**Exercise**
Copy the rows below, substituting "locate" for every "detect" and changing nothing else. Leave the pictures out of your copy.

·····

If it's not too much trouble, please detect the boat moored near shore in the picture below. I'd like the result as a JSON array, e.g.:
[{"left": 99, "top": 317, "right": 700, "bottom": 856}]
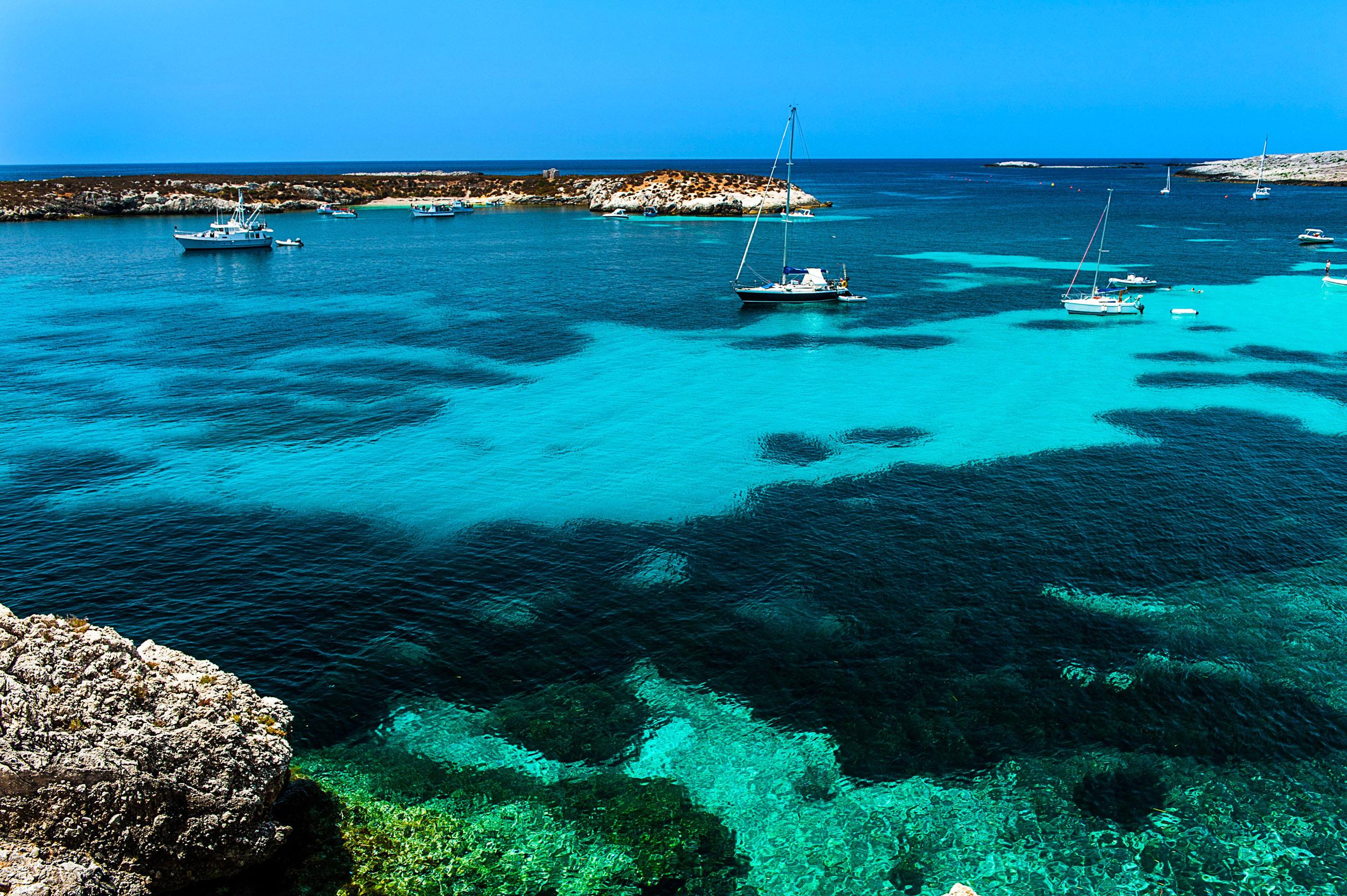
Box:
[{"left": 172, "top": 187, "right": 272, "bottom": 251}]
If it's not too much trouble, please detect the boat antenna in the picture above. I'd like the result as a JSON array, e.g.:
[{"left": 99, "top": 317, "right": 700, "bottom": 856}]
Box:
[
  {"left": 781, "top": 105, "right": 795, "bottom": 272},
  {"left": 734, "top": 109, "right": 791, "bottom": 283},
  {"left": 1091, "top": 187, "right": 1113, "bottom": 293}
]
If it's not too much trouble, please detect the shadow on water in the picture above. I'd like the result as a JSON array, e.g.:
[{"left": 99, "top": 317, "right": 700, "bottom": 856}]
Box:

·····

**Final answer**
If it's not too much trouble, please locate the boat moored near shore in the picture below. I'd like the result as a JSON array, e.g.:
[{"left": 99, "top": 317, "right": 700, "bottom": 856}]
Box:
[{"left": 172, "top": 187, "right": 272, "bottom": 251}]
If it's not too much trouble, please locate the boat antenna in the picture above. I'd like the result as a JSON array, e.g.:
[{"left": 99, "top": 317, "right": 700, "bottom": 856}]
Box:
[
  {"left": 781, "top": 105, "right": 795, "bottom": 272},
  {"left": 734, "top": 109, "right": 791, "bottom": 283},
  {"left": 1091, "top": 187, "right": 1113, "bottom": 293}
]
If it's not too much trouble, please locate the shadow on water in the picture above. I'd like the result as a JSON array, e.g.:
[{"left": 99, "top": 317, "right": 700, "bottom": 856}]
Box:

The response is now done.